Given exercise
Copy the text of every item below verbatim, line for line, leaving out the pictures.

** start Rows **

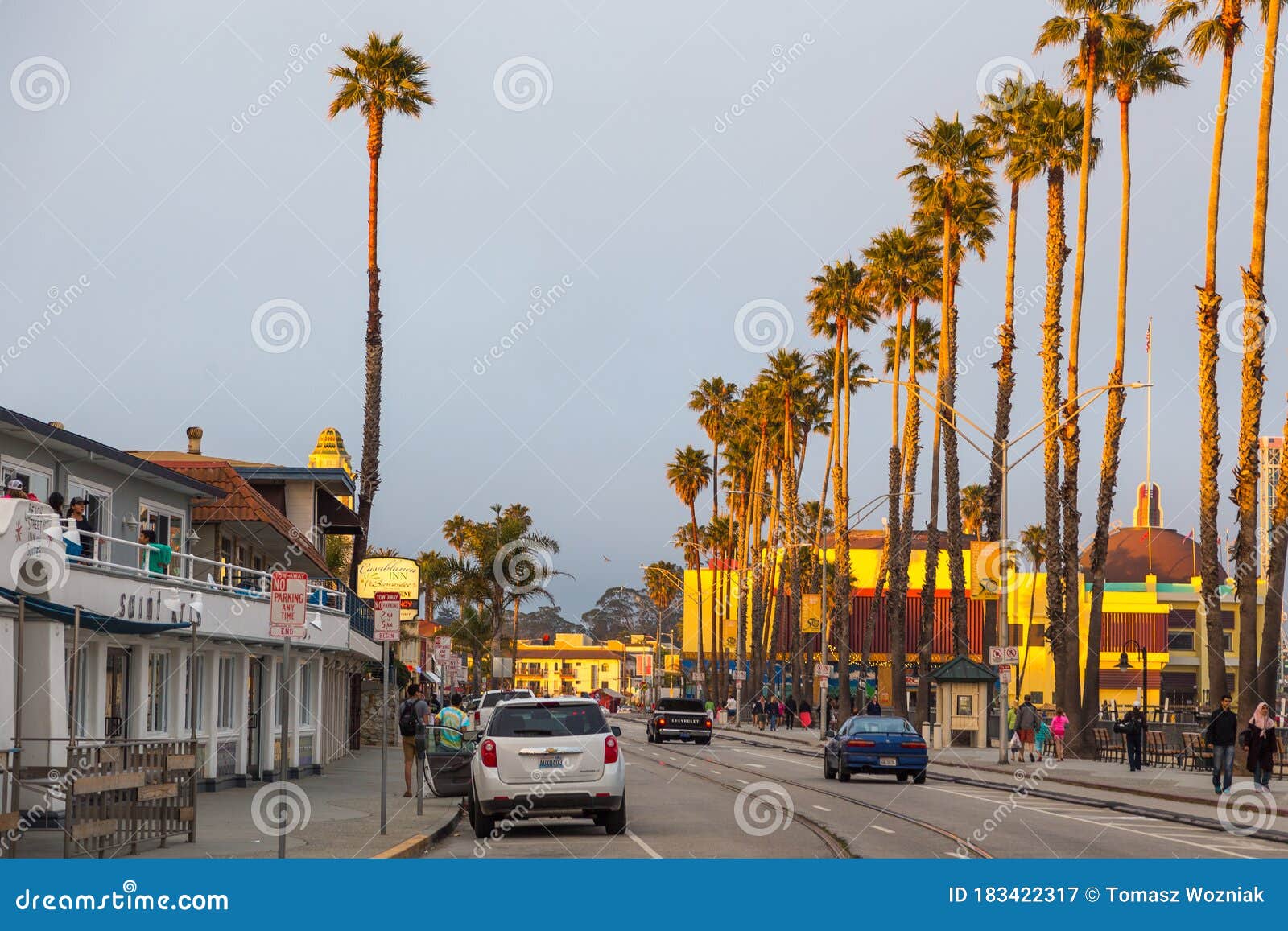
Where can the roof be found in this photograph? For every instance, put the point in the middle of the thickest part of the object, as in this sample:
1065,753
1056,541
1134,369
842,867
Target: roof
242,504
53,438
964,669
1135,551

** end Rows **

The response
Where can the roof be found in this photograph? For every instance, put the point in the middle of the thickest part of the object, as in this sample:
1065,753
1056,541
1134,369
842,867
Target: roof
242,504
53,438
964,669
1135,551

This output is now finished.